BEGIN

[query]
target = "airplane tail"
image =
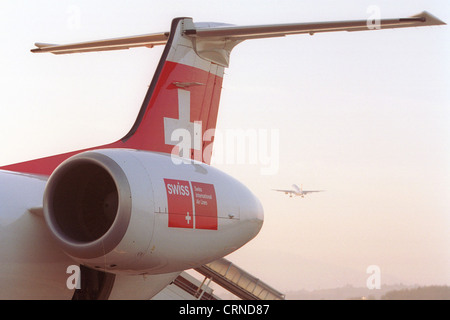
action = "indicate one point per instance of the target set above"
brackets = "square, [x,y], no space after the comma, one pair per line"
[179,112]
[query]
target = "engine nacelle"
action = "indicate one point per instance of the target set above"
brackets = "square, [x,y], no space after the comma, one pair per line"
[138,212]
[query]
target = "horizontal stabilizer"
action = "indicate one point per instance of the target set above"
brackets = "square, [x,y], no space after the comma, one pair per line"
[235,34]
[148,40]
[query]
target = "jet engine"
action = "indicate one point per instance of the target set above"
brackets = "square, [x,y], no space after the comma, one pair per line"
[136,212]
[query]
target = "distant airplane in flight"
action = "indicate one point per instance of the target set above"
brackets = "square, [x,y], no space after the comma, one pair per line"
[297,191]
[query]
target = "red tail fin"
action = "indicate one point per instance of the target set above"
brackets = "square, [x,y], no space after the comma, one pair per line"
[181,104]
[182,101]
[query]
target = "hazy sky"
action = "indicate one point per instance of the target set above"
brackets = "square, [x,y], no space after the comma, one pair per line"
[364,116]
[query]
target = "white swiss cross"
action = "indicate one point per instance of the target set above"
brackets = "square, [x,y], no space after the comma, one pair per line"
[188,218]
[182,132]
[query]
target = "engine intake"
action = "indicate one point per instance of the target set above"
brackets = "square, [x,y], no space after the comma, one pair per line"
[85,205]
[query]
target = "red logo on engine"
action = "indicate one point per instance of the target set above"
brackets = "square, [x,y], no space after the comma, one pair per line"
[191,204]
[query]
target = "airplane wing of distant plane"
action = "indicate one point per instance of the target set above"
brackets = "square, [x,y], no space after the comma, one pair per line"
[135,213]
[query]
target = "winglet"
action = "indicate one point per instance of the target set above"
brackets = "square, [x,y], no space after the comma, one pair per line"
[429,19]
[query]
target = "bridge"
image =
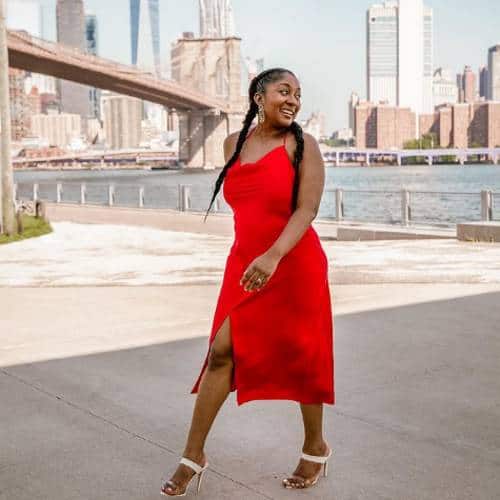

END

* Try it
Images in the records must not be repeated; everything else should be returned exactly.

* Written solution
[query]
target = "airplane tail"
image =
action = "indicate one point per instance of the target set above"
brackets = "square, [x,y], no space after the comma, one pair per line"
[179,112]
[query]
target = "engine nacelle"
action = "indicate one point per instance of the target set above"
brackets = "square, [x,y], no space after the comma, one pair per line"
[138,212]
[query]
target = "horizontal stabilizer"
action = "indicate one point per instance of the target set above"
brackets = "square, [x,y], no space after the comma, one pair per line"
[235,34]
[148,40]
[query]
target = "jet engine"
action = "indicate one point per instance of the target set above"
brackets = "square, [x,y], no space after the comma, one pair per line"
[136,212]
[query]
target = "distant airplane in flight"
action = "indicate one point per instance of the target set above"
brackets = "square, [x,y], no space after the comma, one pair per line"
[297,191]
[query]
target = "red tail fin"
action = "indicate one point per instance of the target set above"
brackets = "square, [x,y], no space after the comma, one pair per line"
[181,104]
[182,101]
[query]
target = "hazy sky"
action = "indicate one point per instance of the target set above"
brackets = "square, [x,y], no space after the comma, one pair per line"
[364,116]
[query]
target = "white swiss cross"
action = "indicate one point per instance of the target set above"
brackets = "square, [x,y], no space after the comma, one pair per line"
[188,218]
[182,132]
[query]
target = "engine intake"
action = "indicate one point per instance of the target set above"
brackets = "square, [x,y], no space after the comma, one pair per line"
[85,205]
[query]
target = "red logo on engine"
action = "indicate one point per instance of the target set above"
brackets = "square, [x,y], no space after the comma, one pair per line"
[191,204]
[query]
target = "airplane wing of distant plane"
action = "indicate one point per instance of the target set above"
brackets = "square, [x,y], no space after the comma, one pair per line"
[135,213]
[query]
target = "winglet"
action = "indicate one point per instance of the target set above"
brackets = "square, [x,y], no space after the comma, one pair per line"
[429,19]
[query]
target = "bridge"
image =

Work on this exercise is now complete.